The exercise
Repeat the lines beginning at the one with "Practice. Spot the mountain in" and running to the end of the material, keeping the first and last of them, exactly as they appear.

----

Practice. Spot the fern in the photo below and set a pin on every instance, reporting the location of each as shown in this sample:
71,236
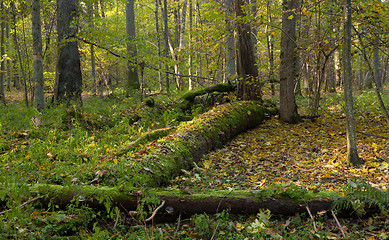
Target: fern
358,194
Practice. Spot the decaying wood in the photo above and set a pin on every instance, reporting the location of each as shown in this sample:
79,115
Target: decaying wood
178,202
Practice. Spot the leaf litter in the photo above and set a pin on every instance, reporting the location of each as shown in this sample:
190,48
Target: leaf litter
311,155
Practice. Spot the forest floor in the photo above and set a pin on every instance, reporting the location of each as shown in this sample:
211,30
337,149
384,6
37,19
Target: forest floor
309,154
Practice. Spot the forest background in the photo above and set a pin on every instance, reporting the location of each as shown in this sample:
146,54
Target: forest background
131,63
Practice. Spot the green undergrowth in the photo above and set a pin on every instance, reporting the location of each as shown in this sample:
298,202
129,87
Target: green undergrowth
69,143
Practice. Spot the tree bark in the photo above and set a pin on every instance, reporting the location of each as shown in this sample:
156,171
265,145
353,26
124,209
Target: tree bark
37,52
249,87
92,51
158,44
288,71
377,66
69,77
166,37
352,152
132,73
2,51
180,201
270,45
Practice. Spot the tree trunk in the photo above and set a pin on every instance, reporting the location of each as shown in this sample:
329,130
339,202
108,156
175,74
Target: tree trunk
249,86
69,77
2,51
288,71
37,52
92,51
230,42
377,66
132,73
331,77
352,152
190,82
185,203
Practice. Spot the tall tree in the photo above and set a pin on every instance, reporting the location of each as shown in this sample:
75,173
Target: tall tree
288,71
249,86
158,44
132,73
2,51
352,153
270,44
69,78
37,52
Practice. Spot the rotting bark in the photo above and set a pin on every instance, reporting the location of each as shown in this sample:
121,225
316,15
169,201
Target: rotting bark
189,97
186,203
160,161
146,138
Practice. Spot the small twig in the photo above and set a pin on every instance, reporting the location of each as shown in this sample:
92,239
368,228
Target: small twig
155,212
214,232
117,219
22,205
337,222
313,220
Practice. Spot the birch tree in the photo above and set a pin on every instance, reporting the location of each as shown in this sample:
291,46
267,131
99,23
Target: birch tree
352,153
37,53
288,107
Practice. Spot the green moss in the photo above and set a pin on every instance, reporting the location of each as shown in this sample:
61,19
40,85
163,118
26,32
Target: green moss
146,138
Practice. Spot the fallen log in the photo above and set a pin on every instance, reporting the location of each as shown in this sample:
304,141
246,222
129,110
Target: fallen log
183,202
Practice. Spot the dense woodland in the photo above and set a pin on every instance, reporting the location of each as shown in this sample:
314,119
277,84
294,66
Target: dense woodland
183,119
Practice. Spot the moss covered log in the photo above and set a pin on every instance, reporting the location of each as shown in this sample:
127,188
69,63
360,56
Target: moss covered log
185,202
161,160
287,202
188,98
145,138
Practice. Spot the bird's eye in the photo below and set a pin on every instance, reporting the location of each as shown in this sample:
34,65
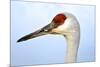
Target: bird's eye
45,30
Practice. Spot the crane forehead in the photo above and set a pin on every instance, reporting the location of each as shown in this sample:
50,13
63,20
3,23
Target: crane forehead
59,19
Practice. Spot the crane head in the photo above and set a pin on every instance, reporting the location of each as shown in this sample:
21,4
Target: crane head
60,24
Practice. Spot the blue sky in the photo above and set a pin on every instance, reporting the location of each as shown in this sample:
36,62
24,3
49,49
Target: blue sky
27,17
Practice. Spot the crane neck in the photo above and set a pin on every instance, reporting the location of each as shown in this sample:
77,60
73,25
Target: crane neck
72,47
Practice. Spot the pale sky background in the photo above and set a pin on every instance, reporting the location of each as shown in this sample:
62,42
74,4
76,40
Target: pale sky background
26,17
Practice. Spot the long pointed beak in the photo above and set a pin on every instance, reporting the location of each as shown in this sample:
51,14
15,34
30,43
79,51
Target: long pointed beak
43,31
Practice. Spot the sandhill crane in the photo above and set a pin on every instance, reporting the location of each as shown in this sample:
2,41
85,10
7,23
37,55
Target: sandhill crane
64,24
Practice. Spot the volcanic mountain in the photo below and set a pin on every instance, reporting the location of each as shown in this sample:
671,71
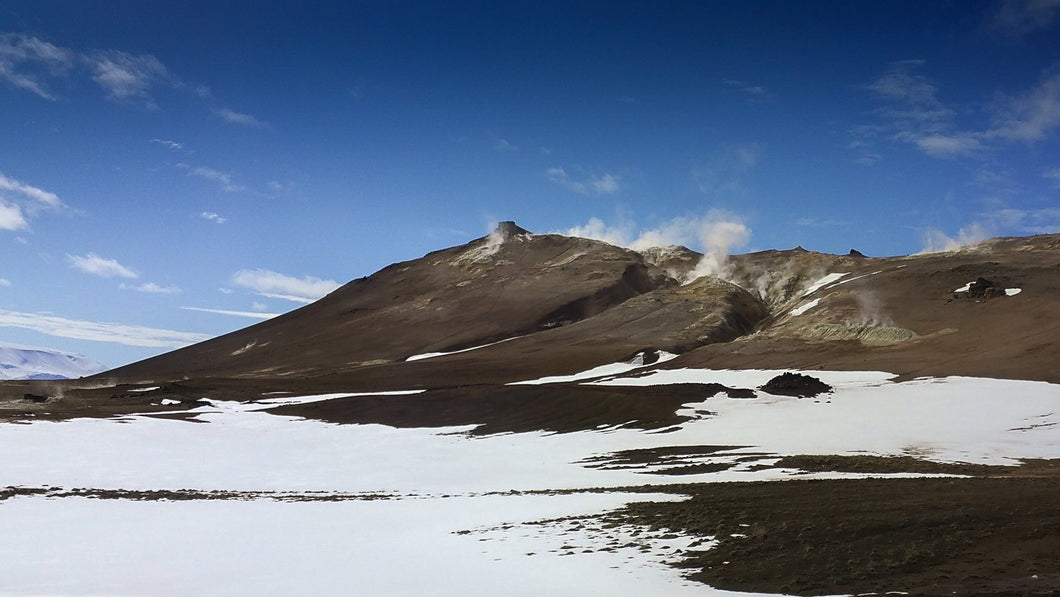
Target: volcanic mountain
515,305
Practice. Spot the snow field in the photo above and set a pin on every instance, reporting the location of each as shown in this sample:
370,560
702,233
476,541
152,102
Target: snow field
443,484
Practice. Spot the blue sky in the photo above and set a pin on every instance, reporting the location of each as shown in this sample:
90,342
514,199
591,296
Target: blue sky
172,171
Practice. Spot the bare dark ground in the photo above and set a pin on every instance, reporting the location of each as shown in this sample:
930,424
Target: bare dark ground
923,536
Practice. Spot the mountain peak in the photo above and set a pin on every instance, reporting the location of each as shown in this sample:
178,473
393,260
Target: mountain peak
507,229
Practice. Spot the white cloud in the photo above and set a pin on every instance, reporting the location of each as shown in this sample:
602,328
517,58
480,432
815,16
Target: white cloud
605,185
251,314
169,144
1029,117
223,178
504,145
127,77
96,265
11,216
239,118
716,233
271,284
755,92
620,235
45,198
915,115
948,145
936,241
27,63
117,333
726,172
585,185
152,287
1021,17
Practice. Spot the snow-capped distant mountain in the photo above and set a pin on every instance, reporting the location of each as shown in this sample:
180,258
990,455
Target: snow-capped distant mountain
28,363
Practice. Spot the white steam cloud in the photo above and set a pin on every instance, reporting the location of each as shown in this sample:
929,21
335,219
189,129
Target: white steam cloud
936,241
716,233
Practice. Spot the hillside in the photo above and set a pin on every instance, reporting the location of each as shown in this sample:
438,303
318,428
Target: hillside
563,304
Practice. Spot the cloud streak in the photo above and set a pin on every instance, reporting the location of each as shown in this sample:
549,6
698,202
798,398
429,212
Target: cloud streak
242,119
716,233
222,178
39,196
271,284
250,314
27,63
153,288
96,265
116,333
126,77
584,185
913,113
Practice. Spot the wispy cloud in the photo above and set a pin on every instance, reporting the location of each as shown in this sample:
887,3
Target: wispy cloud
716,233
505,146
277,285
41,197
914,113
127,77
755,93
28,63
223,178
242,119
12,217
726,172
937,241
251,314
96,265
1053,175
169,144
117,333
585,183
1022,17
1031,116
153,288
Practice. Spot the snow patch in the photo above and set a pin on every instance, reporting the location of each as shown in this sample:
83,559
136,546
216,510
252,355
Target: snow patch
804,308
824,282
28,363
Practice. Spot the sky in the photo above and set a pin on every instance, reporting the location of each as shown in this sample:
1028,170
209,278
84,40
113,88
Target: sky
174,171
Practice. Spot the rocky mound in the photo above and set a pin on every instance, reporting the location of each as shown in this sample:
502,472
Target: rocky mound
797,385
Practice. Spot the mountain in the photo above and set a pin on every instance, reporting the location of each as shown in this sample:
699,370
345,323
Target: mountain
563,304
27,363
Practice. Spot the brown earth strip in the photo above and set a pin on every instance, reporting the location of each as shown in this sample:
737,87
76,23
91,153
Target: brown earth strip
559,408
922,536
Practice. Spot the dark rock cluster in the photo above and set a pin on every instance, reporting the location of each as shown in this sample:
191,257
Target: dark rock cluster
796,384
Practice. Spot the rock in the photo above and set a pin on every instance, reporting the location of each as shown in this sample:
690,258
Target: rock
508,229
796,384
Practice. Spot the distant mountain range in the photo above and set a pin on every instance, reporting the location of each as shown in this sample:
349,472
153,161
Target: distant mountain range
28,363
565,304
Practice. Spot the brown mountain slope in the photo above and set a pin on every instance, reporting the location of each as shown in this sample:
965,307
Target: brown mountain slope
903,315
565,304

----

The answer
Practice. Spot the mountain in the photo above and set a pin on every instance, reporting the location of each as shown in this sample:
699,370
345,323
Target: mountain
563,304
27,363
Practice. Spot the brown earth strip in the photo above and set a pin on every instance, reporting the location of each as shown in this sample:
737,87
76,23
91,153
Target: brown earth strip
559,408
922,536
Practice. Spot the dark rock cluster in the photo above and set a pin on every instance, reporting the location of each as shown in this sample:
191,257
Target: dark rock cluster
796,384
Practice. Spot the rock in the photo above and set a pin on every instance, reporting the location of each as shown in this sample:
690,258
Target: rock
508,229
796,384
Practice. Spot the distant mountain range in the photo above and set a pin on every instance, reporting the location of each as shown in this sample:
349,472
153,161
Target: distant mountain range
28,363
565,304
Practice. Spot the brown mountain slope in the photo above and set a pin on every instance, reporting the location of each as shown in this sample:
965,307
Target: brown mountain slope
903,315
565,304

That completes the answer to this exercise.